[Opening Selected text section]

David John Garland was born in Dublin on 4 October 1864, the son of James Garland and his wife Mary Ann (née Saunders). He studied law and immigrated with his parents to New South Wales.

Garland came to Brisbane in 1886. He worked in Toowoomba as a law clerk, where he was influenced by Reverend Tommy Jones at St James’ in Toowoomba and converted from his Irish Protestant faith to Anglo-Catholicism. He became a lay reader at St James.

Garland entered the Church of England ministry in 1889. He served as a deacon in Grafton, Quirindi and Narrandera in New South Wales. In 1892 he was sent to Perth, Western Australia, where he was ordained as a missionary priest by Bishop of Perth Henry Parry. In 1892 he married a widow, Mary Hawkins, née Hadfield, and they had one son, David James Garland. From 1900 to 1902, he was canon of Perth. Garland was a crusader for religious education in schools and devoted much energy to the Bible in State Schools League. During the Boer War, he was chaplain to the soldiers assembling at Fremantle before heading overseas. His last posting in Western Australia was at St John's in Northam, a congregation of whom he said "I never met a more docile and reverent congregation".

[Closing Selected text section]
[Opening Dataset extract section]

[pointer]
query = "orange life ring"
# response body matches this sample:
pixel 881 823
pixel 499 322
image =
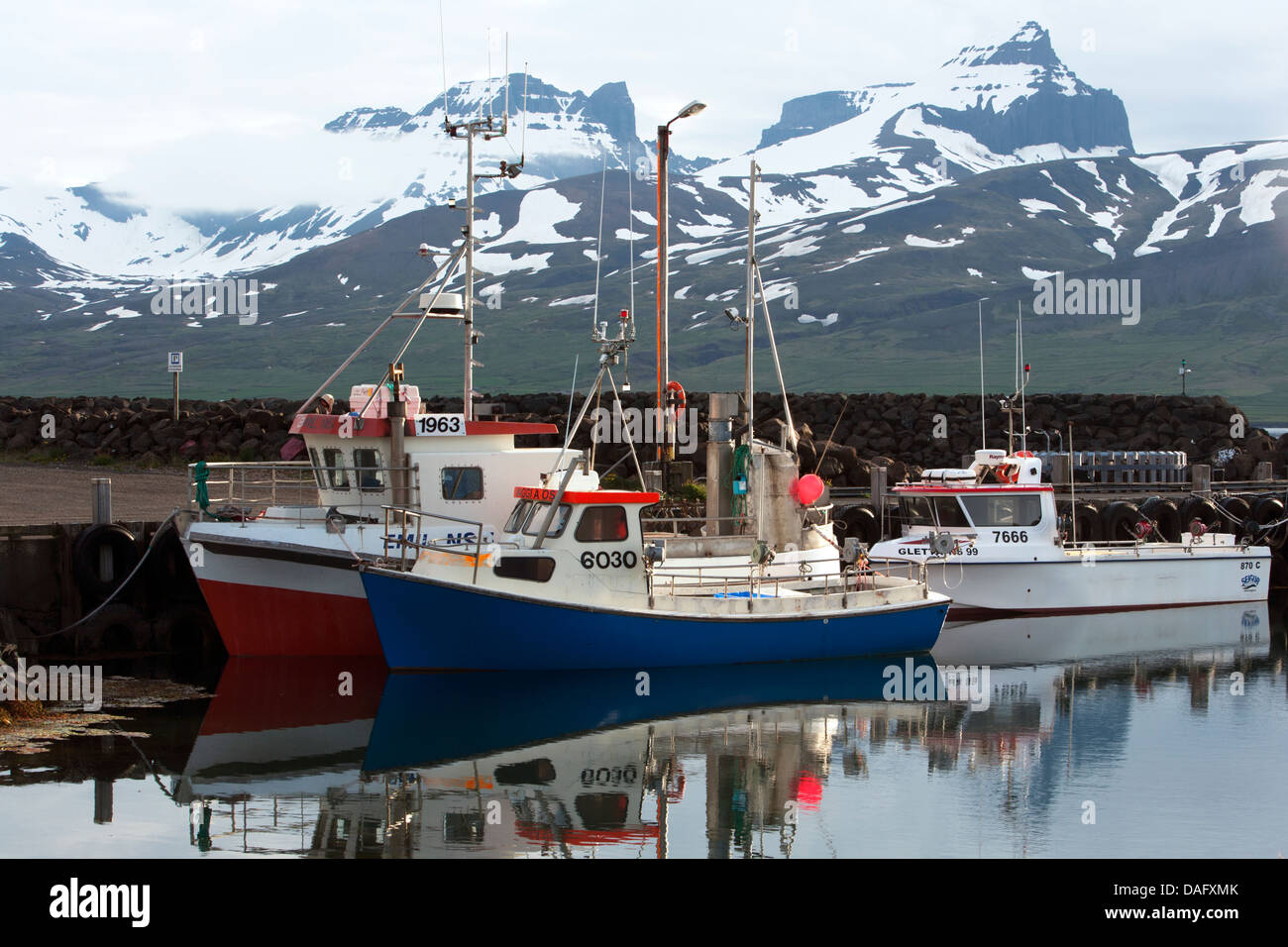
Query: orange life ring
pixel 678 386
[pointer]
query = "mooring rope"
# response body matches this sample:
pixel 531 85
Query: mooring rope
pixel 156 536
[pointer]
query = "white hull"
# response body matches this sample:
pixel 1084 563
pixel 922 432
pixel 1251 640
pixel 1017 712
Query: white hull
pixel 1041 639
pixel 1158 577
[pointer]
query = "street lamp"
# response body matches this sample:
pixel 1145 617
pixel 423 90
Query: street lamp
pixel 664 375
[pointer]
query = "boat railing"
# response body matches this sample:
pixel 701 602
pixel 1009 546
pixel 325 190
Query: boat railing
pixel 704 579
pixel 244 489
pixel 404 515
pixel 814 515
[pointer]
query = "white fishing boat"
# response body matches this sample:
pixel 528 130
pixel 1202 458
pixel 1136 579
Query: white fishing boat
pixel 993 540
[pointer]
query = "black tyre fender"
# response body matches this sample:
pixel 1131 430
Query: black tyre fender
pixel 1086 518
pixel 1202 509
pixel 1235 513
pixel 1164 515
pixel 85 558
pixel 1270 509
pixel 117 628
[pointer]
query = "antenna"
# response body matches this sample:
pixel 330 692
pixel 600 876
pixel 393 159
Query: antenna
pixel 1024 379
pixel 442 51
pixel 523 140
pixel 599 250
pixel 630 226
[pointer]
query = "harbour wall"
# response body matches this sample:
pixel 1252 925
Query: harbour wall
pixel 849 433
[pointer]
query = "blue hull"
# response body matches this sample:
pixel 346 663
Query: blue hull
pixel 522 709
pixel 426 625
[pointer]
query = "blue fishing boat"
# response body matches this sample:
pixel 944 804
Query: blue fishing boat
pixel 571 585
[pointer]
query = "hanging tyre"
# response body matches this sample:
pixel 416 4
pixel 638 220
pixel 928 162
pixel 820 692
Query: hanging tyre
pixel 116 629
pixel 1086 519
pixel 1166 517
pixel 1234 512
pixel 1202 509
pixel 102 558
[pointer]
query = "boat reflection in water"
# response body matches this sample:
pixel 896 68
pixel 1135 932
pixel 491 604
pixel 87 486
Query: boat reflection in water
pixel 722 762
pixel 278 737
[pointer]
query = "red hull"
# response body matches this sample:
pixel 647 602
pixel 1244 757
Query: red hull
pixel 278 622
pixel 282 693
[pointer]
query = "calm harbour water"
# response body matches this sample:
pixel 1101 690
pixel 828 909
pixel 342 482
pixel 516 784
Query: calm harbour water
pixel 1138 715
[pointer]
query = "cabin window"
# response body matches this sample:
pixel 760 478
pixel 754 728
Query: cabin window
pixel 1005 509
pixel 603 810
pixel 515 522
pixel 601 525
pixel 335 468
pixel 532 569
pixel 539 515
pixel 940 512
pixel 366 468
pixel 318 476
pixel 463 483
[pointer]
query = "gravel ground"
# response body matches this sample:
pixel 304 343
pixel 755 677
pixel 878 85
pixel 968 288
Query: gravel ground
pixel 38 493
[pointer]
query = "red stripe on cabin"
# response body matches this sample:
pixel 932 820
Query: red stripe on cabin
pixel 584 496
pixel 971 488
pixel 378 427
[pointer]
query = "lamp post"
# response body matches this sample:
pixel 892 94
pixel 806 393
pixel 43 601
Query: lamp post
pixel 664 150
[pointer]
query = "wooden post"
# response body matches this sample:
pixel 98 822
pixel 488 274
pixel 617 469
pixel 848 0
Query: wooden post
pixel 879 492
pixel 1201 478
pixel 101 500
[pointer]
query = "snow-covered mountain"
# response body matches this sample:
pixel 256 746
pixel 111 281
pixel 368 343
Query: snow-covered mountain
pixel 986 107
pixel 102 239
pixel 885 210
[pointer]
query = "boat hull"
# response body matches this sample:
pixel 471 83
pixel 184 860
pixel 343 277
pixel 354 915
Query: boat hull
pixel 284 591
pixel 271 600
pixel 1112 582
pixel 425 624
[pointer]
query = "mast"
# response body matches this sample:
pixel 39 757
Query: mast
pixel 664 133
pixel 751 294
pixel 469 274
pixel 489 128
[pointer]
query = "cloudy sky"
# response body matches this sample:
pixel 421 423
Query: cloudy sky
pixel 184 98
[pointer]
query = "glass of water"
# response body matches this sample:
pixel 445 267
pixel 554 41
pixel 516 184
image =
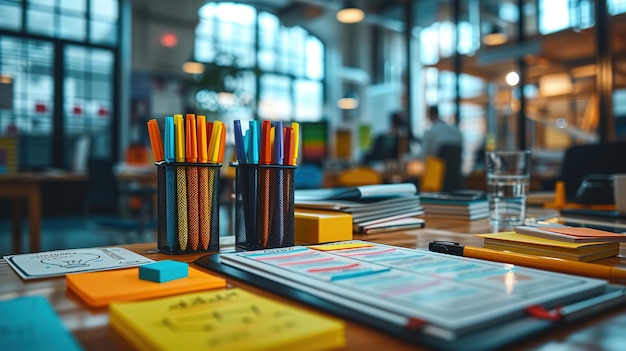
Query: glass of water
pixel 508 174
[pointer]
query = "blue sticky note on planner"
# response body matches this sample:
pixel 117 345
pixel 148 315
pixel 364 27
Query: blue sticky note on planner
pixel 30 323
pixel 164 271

[Closing Dataset extract section]
[Opening Dataset extract section]

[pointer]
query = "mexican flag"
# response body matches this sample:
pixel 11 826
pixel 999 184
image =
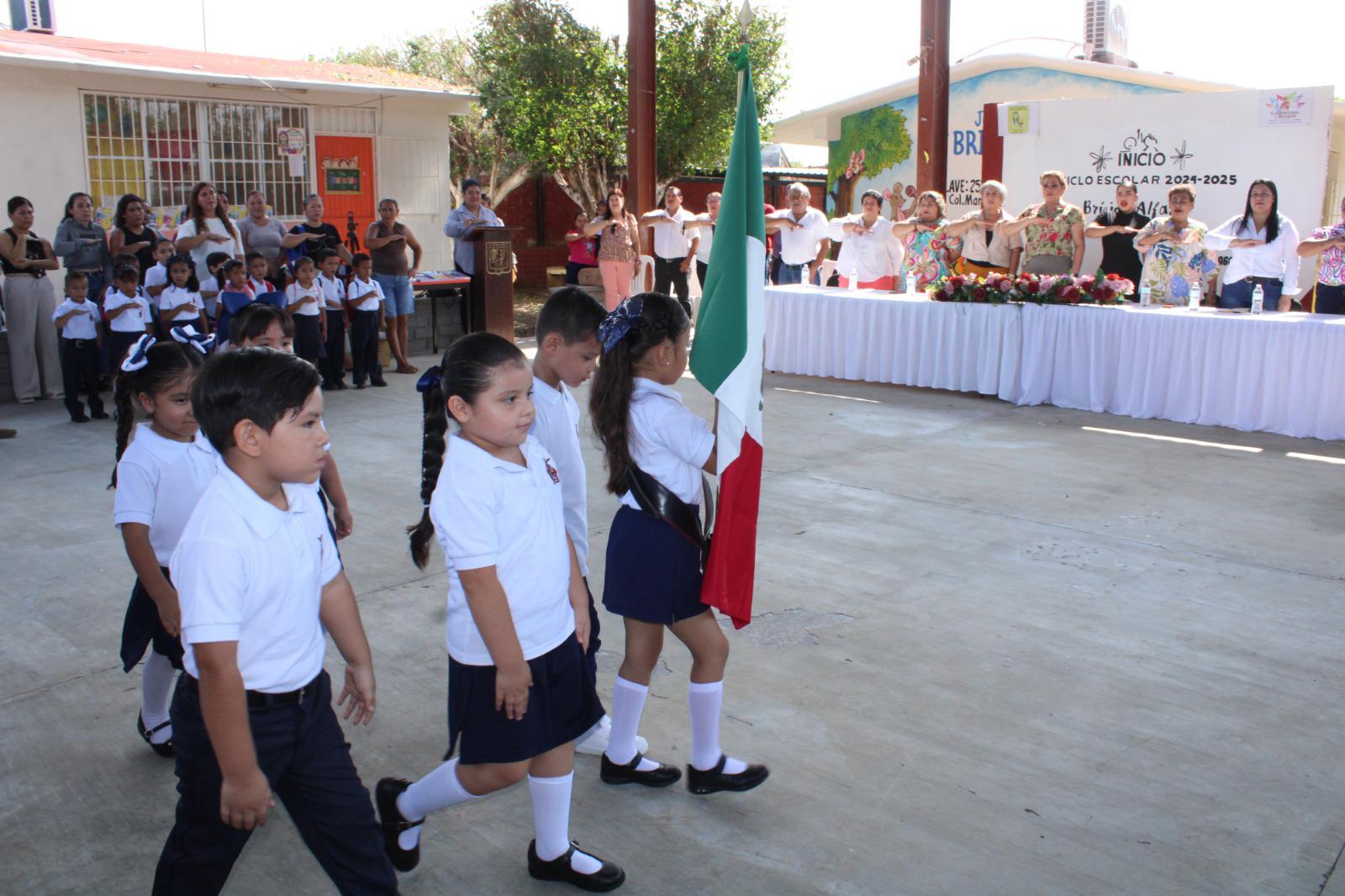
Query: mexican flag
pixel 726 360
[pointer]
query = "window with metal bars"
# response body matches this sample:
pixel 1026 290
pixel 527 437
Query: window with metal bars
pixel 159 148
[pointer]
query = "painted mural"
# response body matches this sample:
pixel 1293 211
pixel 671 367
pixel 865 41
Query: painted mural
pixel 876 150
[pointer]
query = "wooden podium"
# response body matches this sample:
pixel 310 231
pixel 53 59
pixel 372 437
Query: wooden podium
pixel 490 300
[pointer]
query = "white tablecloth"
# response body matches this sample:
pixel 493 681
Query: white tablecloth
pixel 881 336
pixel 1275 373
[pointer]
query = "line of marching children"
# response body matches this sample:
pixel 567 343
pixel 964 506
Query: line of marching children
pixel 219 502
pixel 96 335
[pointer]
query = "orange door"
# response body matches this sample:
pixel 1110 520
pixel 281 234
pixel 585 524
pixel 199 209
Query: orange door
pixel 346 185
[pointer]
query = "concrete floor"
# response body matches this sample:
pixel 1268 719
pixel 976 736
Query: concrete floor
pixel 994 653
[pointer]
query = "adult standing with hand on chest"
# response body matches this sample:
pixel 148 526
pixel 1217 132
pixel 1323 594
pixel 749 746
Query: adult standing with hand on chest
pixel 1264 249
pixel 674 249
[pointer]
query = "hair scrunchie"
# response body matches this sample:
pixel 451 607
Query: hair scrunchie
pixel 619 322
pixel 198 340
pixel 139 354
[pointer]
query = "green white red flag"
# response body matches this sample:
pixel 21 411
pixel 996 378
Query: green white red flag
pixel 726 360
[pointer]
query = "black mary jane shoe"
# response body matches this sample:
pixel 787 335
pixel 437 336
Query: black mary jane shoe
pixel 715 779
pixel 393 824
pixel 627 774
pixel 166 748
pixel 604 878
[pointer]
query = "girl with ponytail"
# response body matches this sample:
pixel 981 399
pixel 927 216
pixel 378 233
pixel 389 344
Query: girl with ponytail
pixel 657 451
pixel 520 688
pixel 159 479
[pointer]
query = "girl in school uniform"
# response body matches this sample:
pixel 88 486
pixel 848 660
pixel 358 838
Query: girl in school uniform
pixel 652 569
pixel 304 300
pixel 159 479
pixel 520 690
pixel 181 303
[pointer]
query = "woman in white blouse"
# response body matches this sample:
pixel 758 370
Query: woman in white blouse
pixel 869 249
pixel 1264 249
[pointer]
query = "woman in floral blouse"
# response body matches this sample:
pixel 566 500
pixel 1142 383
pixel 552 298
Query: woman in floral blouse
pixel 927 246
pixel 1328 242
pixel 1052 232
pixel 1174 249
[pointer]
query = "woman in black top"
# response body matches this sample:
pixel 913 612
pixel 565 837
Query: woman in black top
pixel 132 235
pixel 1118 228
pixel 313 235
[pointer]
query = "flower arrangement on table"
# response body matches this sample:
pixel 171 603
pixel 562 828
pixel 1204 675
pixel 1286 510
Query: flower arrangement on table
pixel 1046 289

[Closing Dataset extract section]

◆ **What you should do**:
Could you continue the passage about David John Garland from the point where it stops? The items come from a different source than the passage about David John Garland.

◆ **Response for this exercise**:
In March 1902, he left Western Australia for St James's Church in Sydney to be a temporary replacement for Rev. Carr Smith who was travelling to Europe, but the move may also have been motivated by a fallout with his bishop in Western Australia. In Sydney he spoke out against the proposed federal Divorce Bill, arguing that making divorce easier would weaken marriage ties.

In December 1902 Garland was appointed rector of St Paul's in Charters Towers, a canon of St James Cathedral, Townsville, Queensland and was appointed archdeacon of North Queensland in 1903. He continued his work in advocating bibles for state schools in Queensland. From 1907 to 1912, Garland was rector at Holy Trinity Anglican Church at Woolloongabba in Brisbane.

In August 1912, Garland moved to New Zealand to lead the Bibles in Schools movement in that country.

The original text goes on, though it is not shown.